WORK INSTRUCTIONS:
Take from the material every line that contains the word "ground".

RECORDS FOR THE EXERCISE:
::::
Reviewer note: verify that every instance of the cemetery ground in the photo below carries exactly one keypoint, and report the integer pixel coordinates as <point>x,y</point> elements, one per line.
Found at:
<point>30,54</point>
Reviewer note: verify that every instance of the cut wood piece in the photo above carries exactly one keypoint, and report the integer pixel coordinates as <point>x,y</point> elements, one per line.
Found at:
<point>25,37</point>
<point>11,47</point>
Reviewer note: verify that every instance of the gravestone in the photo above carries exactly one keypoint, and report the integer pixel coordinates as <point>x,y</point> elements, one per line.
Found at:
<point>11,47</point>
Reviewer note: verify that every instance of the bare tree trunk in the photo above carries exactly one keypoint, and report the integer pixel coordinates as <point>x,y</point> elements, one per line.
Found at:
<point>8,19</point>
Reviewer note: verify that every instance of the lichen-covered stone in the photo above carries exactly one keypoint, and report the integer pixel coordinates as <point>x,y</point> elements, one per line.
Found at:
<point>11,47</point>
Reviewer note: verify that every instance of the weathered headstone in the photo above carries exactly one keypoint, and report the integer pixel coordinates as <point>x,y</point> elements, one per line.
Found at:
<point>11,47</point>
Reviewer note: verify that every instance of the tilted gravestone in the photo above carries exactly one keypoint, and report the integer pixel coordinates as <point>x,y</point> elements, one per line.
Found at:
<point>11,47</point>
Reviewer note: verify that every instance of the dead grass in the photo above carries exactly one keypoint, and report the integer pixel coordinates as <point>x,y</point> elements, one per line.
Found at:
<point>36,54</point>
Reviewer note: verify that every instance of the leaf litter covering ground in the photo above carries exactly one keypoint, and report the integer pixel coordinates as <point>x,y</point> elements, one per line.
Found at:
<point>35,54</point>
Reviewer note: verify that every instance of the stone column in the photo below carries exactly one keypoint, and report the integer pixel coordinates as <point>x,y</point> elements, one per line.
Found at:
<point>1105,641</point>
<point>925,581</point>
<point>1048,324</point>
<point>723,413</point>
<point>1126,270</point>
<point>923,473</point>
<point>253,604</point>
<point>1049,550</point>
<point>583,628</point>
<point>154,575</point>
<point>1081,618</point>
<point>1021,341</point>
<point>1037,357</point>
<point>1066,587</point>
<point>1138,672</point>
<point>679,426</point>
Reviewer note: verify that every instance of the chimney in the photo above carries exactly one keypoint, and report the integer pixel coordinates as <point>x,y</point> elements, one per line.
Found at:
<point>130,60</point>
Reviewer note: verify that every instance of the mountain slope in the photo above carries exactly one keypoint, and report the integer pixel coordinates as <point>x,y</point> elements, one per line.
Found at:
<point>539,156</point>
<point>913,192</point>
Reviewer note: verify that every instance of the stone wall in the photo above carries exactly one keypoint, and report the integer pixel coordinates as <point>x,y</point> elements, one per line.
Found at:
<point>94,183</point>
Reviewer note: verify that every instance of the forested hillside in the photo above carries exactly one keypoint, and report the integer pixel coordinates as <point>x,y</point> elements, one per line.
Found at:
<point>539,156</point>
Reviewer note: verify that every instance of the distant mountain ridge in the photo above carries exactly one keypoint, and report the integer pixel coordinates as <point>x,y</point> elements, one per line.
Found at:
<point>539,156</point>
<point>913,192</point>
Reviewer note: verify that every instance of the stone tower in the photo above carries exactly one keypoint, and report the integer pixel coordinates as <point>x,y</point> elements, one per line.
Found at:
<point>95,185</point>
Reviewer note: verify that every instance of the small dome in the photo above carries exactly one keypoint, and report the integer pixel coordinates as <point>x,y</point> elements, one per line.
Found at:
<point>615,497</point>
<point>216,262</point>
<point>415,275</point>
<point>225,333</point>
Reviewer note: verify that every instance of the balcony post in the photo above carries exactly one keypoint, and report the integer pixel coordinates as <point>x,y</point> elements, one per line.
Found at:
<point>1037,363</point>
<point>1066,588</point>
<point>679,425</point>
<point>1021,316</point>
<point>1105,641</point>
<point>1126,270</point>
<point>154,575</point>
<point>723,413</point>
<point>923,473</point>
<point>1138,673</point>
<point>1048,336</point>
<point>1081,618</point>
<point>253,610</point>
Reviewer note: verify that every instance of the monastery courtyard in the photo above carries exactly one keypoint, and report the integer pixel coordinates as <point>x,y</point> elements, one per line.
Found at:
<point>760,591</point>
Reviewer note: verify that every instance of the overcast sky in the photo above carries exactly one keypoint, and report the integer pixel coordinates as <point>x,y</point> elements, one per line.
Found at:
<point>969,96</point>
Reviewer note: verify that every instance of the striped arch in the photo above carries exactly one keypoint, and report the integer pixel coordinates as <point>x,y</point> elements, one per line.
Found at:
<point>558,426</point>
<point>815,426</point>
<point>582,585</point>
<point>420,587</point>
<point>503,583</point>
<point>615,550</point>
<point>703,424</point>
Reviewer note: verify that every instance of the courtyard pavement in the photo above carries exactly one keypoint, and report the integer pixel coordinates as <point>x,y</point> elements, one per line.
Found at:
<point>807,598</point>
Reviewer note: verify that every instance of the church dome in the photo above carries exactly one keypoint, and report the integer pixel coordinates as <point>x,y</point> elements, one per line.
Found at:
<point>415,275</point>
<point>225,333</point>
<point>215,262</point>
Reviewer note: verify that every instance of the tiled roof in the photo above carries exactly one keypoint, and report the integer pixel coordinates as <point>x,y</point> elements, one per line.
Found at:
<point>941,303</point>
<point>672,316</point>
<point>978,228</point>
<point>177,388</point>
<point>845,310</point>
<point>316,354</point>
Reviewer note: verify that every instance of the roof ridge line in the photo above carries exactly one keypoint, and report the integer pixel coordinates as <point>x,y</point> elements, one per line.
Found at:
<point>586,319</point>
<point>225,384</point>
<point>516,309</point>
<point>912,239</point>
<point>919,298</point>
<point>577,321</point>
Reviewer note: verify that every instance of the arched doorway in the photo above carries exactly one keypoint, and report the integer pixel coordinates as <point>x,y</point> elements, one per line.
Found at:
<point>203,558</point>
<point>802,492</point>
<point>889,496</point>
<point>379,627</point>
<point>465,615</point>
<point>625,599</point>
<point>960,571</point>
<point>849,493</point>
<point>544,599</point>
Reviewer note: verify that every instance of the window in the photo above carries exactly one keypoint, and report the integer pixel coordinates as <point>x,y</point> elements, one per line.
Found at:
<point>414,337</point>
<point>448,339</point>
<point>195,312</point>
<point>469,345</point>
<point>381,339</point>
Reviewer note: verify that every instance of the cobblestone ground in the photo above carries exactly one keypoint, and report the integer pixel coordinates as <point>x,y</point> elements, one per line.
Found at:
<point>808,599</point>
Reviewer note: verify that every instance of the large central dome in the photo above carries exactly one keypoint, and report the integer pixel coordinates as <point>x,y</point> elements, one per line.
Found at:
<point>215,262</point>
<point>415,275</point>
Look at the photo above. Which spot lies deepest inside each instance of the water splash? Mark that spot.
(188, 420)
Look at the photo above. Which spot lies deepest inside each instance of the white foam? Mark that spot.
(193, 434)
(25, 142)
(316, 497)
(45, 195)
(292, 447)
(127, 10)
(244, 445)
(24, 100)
::::
ANSWER BOX:
Reviewer note: verify that every instance of the cemetery ground in the photo below carries exactly one keypoint, and report the integer pixel coordinates as <point>x,y</point> elements, one per line.
Reviewer note: verify that every instance of the leaf litter covering ground in the photo above carries exactly one keypoint, and report the integer pixel coordinates as <point>x,y</point> elements, one per line.
Reviewer note: verify that every instance of the cobblestone ground in the photo above carries exactly one keypoint, and report the integer pixel coordinates as <point>x,y</point> elements, one per line.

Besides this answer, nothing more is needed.